По данному тексту хорошо заметно, что в Византии произошло срастание двух типов юродства: монастырского и бродяжнического. Никодим, как некогда Исидора и прочие, подчиняется всем в обители. Такое выходящее за нормальные пределы послушание вполне могло составить (до VI в.) все содержание житийного рассказа о юродивом. Но вдруг, без всякого перехода и объяснения, святой начинает вести себя по второму сценарию, никак не предполагающему жизни в монастыре. Эта эклектика берет начало еще с Симеона Благоговейного (см. с. 167 сл.). Подобно ему, Никодим явно был реальным человеком — но вот был ли он «сознательным» юродивым? Из текста скорее можно заключить, что перед нами просто нерадивый и распутный монах, чье вызывающее поведение было подогнано под житийный канон самим автором. Как и в случае с Макарием Хрисокефалом (см. выше, с. 202), агиограф испытывает видимые затруднения от конфликта идеала с реальностью.

----------------------------------------

> _ЗАДАНИЕ_: Какие два типа юродства срослись в Византии, согласно тексту о юродстве? Пожалуйста, опирайтесь только на текст о юродстве.

> _ИСХОДНЫЕ ДАННЫЕ_:
----------------------------------------

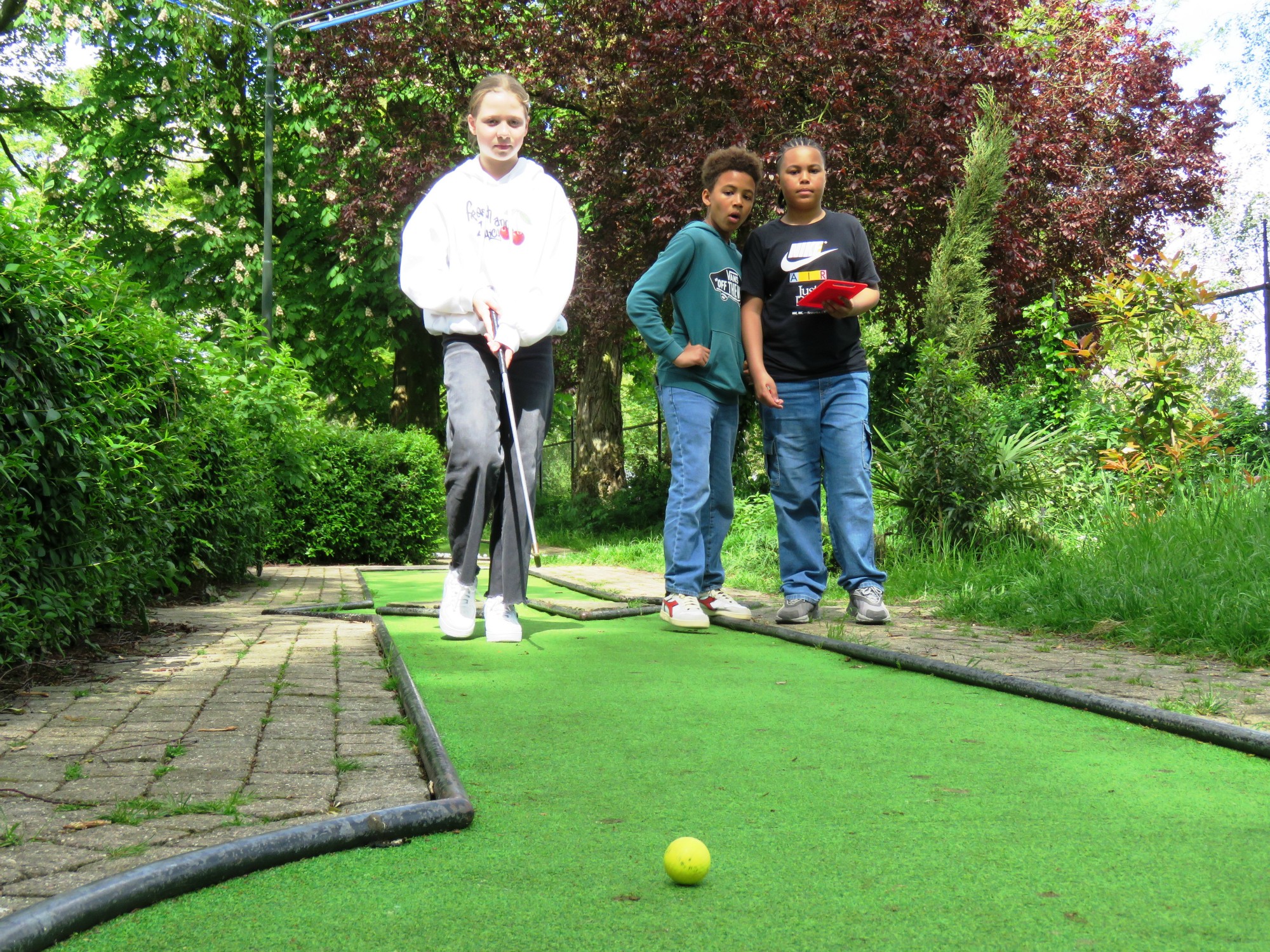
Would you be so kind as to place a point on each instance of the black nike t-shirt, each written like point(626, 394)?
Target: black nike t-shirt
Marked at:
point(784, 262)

----------------------------------------

> _РЕЗУЛЬТАТ_: Монастырский и бродяжнический.